**Problem to work on:**
Repeat the following entries exactly, excluding pictures.

Dataset entries
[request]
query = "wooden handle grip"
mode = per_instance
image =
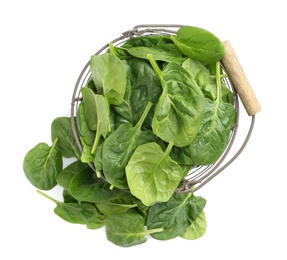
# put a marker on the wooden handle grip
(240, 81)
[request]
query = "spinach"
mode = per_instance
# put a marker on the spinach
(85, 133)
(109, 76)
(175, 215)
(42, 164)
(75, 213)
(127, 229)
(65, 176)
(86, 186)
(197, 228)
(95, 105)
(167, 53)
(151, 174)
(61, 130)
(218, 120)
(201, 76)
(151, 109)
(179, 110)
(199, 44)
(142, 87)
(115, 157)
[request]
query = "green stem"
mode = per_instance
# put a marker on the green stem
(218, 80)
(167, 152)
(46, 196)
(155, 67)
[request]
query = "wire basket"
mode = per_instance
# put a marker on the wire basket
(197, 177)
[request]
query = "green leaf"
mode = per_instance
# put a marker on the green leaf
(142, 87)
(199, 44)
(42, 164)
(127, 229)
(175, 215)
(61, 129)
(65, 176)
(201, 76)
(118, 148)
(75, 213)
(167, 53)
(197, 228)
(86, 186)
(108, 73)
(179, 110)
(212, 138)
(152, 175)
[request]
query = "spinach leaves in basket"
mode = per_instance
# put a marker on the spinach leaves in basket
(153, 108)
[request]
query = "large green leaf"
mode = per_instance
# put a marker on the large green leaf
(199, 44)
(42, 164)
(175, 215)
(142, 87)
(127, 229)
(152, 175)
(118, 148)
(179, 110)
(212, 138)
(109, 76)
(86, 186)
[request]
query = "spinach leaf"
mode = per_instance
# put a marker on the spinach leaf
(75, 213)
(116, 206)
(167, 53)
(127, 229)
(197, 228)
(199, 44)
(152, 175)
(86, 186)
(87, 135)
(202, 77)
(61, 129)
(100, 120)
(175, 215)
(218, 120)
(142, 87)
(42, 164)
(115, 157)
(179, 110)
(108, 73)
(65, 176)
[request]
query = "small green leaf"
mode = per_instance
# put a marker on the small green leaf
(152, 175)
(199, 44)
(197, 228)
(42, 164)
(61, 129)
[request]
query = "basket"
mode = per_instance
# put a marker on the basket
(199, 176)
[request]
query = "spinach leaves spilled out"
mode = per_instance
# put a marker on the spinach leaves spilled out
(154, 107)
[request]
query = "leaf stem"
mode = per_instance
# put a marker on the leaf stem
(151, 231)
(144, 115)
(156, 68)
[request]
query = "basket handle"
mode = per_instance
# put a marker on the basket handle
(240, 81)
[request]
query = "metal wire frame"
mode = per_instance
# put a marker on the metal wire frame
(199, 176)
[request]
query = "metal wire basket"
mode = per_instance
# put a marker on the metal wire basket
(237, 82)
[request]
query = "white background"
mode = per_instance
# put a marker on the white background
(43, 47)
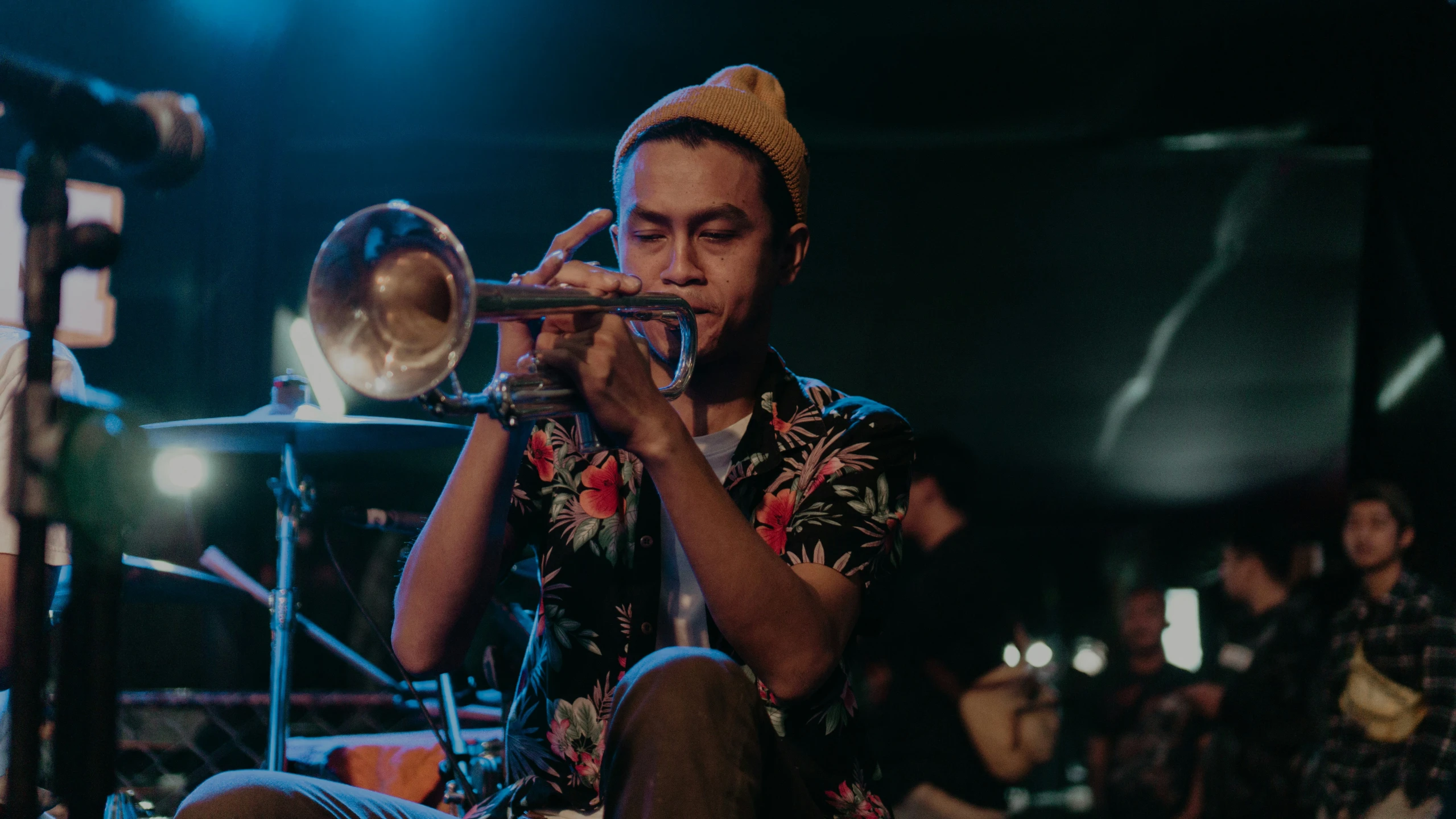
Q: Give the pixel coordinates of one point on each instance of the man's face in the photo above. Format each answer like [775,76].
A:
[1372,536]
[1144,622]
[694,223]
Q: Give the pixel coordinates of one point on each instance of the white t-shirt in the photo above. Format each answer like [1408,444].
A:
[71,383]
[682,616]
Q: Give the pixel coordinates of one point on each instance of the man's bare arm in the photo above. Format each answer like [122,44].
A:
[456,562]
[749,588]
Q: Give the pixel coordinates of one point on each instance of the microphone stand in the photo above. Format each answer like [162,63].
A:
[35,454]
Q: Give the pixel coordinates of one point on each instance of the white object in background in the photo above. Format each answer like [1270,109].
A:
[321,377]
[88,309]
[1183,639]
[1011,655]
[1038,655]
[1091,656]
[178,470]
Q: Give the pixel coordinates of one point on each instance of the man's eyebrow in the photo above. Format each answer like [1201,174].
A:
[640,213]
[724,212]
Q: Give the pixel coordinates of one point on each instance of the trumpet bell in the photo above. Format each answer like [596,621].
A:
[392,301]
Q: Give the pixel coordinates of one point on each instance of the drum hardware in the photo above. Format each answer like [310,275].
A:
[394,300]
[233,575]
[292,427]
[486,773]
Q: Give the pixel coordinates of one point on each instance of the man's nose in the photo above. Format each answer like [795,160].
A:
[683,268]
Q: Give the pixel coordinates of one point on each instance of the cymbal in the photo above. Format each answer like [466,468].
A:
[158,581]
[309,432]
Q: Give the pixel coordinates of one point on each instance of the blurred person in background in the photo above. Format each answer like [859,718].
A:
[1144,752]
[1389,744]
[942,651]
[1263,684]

**Answer to this task:**
[request]
query = "wooden handle grip"
mode = per_instance
image =
# put a marker on the wooden handle grip
(240, 81)
[request]
query = "spinach"
mode = per_instance
# put a marker on the spinach
(85, 133)
(109, 76)
(175, 215)
(42, 164)
(75, 213)
(127, 229)
(65, 176)
(86, 186)
(197, 228)
(95, 105)
(167, 53)
(151, 174)
(61, 130)
(218, 120)
(201, 76)
(151, 109)
(179, 110)
(199, 44)
(142, 87)
(115, 157)
[request]
query = "green stem"
mode = per_instance
# put a marker on the green stem
(218, 80)
(167, 152)
(46, 196)
(155, 67)
[request]
query = "wire basket"
mode = per_instance
# put a marker on the wire basket
(197, 177)
[request]
query = "green leaf"
mode = per_instance
# put a marker on the green leaf
(142, 87)
(199, 44)
(42, 164)
(127, 229)
(175, 215)
(61, 129)
(65, 176)
(201, 76)
(118, 148)
(75, 213)
(167, 53)
(197, 228)
(86, 186)
(108, 73)
(179, 110)
(212, 138)
(152, 175)
[request]
query = "spinach leaves in basket"
mode = per_instance
# put a marker on the spinach leaves in basket
(153, 108)
[request]
query = "large green leaf"
mode = per_instance
# put a marker on the large green leaf
(199, 44)
(42, 164)
(175, 215)
(142, 87)
(127, 229)
(152, 175)
(118, 148)
(179, 110)
(212, 138)
(109, 76)
(86, 186)
[request]
query = "spinach leaf"
mode = per_instance
# put a marker on the spinach leaf
(75, 213)
(116, 206)
(167, 53)
(127, 229)
(197, 228)
(199, 44)
(152, 175)
(86, 186)
(87, 135)
(202, 77)
(61, 129)
(100, 120)
(175, 215)
(218, 120)
(142, 87)
(42, 164)
(115, 157)
(179, 110)
(108, 73)
(65, 176)
[request]
query = "small green leaf"
mode = per_instance
# put a marker on the small green leaf
(152, 175)
(199, 44)
(197, 228)
(42, 164)
(61, 129)
[request]
query = "basket"
mode = per_instance
# put a marker on the basket
(199, 176)
[request]
query = "spinach leaves spilled out"
mode = per_instance
# put a marker on the spinach leaves spilled out
(154, 107)
[request]
query = "leaf stem"
mode = per_instance
# put a marker on the leaf stem
(151, 231)
(144, 115)
(156, 68)
[request]
query = "basket handle"
mode = per_instance
# put a marker on the basket handle
(240, 81)
[request]
query = "metal wire frame"
mode = per_instance
# put a marker on the metal wire frame
(199, 176)
[request]
query = "metal wire basket"
mode = per_instance
# put a marker on the metal wire basket
(237, 82)
[request]
query = "white background"
mode = per_instance
# put a marker on the white background
(43, 47)
Q: Give the pixel coordinates of one point on each instance of the man's face in the photo above. Format each answer like [775,76].
A:
[1372,536]
[1144,622]
[694,223]
Q: Give the pixel coordinates of one point on each instance of the white t-shirt in the photo above. Format each answer like [1408,444].
A:
[71,383]
[682,616]
Q: Give the pixel coordinates of one point on each instance of the man's bare arm in the photo above. Format each answer like [122,44].
A:
[456,562]
[749,588]
Q: Give the pixel coordinates of one point on each instance of the microphone stand in the photo above. Format each answer like [162,63].
A:
[35,454]
Q: Give the pixel coordinates of one point on each instance of the white object in background in the photo above. Format each answer like [1270,109].
A:
[321,377]
[88,309]
[1183,639]
[1011,655]
[1038,655]
[1091,656]
[178,470]
Q: Give the pixel coordinates of one point on each instance of the man's eyebrow in the photo above. Format each answer like [1201,174].
A:
[640,213]
[724,212]
Q: Give the pixel coordinates of one point on each instance of the trumpet bell in the photo above. Format each answer like [596,621].
A:
[392,301]
Q: Give the pixel coordinates of one point on each instance of the drum hardware in the photo above. Format each answer like [310,275].
A:
[394,300]
[233,575]
[292,427]
[486,773]
Q: Give the pixel coordinates of one point on each instance of the man's nose in the photo above. Format each answer like [795,160].
A:
[683,268]
Q: Give the pixel coordinates of one point on each instance of the cymbal in the photo above. Format each answer like [466,468].
A:
[158,581]
[309,432]
Q: Give the pixel coordinates of one point on each instance of the blurred person in background in the photo above. Format each answer like [859,718].
A:
[1144,752]
[1389,744]
[942,651]
[1263,684]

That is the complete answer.